> ASSIGNED TASK
Set down the records again. Every word and mark must match exactly.
========================================================================
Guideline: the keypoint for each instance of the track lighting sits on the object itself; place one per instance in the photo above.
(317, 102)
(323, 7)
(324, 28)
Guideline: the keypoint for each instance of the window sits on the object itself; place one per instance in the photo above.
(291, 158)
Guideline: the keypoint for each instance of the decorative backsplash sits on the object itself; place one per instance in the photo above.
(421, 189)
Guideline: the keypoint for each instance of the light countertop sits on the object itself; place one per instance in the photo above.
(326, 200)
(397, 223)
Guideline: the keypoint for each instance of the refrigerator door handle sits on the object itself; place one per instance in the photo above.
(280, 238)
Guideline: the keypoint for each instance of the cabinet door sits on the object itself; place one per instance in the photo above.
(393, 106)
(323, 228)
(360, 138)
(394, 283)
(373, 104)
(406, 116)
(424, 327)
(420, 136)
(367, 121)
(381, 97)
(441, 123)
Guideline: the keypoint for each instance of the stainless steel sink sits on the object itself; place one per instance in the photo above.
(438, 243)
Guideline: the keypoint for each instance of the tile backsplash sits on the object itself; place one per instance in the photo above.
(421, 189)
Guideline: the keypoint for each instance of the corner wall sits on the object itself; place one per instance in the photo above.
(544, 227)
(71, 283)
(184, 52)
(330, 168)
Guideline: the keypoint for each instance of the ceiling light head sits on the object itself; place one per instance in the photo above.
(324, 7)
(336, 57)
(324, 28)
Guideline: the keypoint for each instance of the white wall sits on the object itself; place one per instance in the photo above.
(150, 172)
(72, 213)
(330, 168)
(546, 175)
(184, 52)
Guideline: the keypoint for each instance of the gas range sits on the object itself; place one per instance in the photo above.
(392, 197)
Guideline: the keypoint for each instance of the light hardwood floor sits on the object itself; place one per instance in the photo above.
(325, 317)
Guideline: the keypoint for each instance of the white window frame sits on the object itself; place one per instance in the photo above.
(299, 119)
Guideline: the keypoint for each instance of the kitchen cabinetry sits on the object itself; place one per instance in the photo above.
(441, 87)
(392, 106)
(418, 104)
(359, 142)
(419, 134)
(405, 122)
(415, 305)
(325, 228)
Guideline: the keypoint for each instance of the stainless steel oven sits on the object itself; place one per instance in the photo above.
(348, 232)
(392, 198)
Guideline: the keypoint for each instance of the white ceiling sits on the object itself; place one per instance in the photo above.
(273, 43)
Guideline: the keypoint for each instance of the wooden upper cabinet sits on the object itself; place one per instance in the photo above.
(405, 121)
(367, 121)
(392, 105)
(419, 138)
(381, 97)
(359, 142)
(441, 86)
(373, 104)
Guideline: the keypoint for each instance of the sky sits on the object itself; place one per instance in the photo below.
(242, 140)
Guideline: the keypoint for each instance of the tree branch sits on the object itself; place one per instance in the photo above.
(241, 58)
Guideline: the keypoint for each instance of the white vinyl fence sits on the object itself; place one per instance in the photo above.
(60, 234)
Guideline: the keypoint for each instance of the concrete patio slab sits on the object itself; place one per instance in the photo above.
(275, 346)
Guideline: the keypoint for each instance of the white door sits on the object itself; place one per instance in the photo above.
========================================================================
> WRITTEN ANSWER
Guideline: the keypoint for each instance of the track lighting sits on the object itself; place one per instance in the photo above.
(317, 102)
(323, 7)
(324, 28)
Guideline: the keypoint for each instance of the window sits on the object itself; place one per instance in the photo above.
(291, 158)
Guideline: the keypoint for each instance of the decorative backsplash sits on the object itself; place one per instance in the photo above.
(421, 189)
Guideline: the keypoint for each instance of the light countertop sits on the object itself; place one per instance in the photo above.
(326, 200)
(397, 223)
Guideline: the keypoint for each instance of the refrigerator door handle sits on the object itself; place one per instance in the photo above.
(280, 238)
Guideline: the keypoint for each instance of the cabinet door sits on the object itself; place one per instance in the photo above.
(393, 106)
(323, 228)
(360, 138)
(394, 283)
(373, 104)
(406, 116)
(424, 327)
(420, 136)
(367, 121)
(381, 97)
(441, 123)
Guideline: the keypoint for each instance of the stainless steel sink sits on the object itself; place one per instance in the photo above.
(438, 243)
Guideline: the keypoint for each instance of the tile backsplash sits on the object itself; place one per instance in the photo above.
(421, 189)
Guideline: the keypoint for each instance of the corner wall sits on the object itself; place one per instance in the photo above.
(544, 227)
(71, 283)
(184, 52)
(330, 168)
Guideline: the keypoint for each instance of the ceiling light head sits on the object itself; place one per instance in the photo above.
(324, 7)
(336, 57)
(324, 28)
Guideline: the keypoint for each instance of the white wall sits on the object itself; place one per instance in the photo above.
(150, 172)
(72, 213)
(330, 168)
(546, 175)
(184, 52)
Guideline: the keypoint for each instance of the gas range sits on the object itself; place one per instance in the photo above.
(392, 197)
Guideline: the keypoint for each instance of the light hardwood floor sits on the object itself; place one per instance in the photo above.
(325, 317)
Guideline: the keypoint for each instance of the white window frame sits on the object itself; place one per instance in the photo above.
(299, 119)
Guideline: the keypoint for each instance of the kitchen cabinetry sits on the object itself; place one per instance in the photo above.
(441, 87)
(392, 106)
(418, 104)
(359, 142)
(419, 134)
(405, 122)
(415, 305)
(325, 228)
Guideline: the keypoint for each instance of the stainless steel oven sits on the object itself; place one per instance in the photo above.
(348, 232)
(392, 198)
Guideline: the keypoint for each instance of the white ceiling sits on the object itself; place one per instance in the photo above.
(273, 43)
Guideline: the keypoint for each instance of the wooden upper cabinet sits on the object itself; place one per instance in the photo above.
(405, 121)
(367, 121)
(392, 105)
(419, 138)
(381, 97)
(359, 142)
(441, 86)
(373, 104)
Guideline: the keypoint for each instance of the sky sits on the object itself; place one per instance in the photo below.
(242, 140)
Guideline: the keypoint for each instance of the tree branch sits on the object itself; place one per instance in the photo above.
(241, 58)
Guideline: the keypoint for each instance of the white vinyl fence sits on the object itself; place one per instance in the photo above.
(60, 234)
Guideline: the keypoint for each instance of the concrete patio slab sits on the object itself; place one per instance in the photo above.
(275, 346)
Guideline: the keypoint for each instance of the white door sits on the object itself; place one per instance in the photo above.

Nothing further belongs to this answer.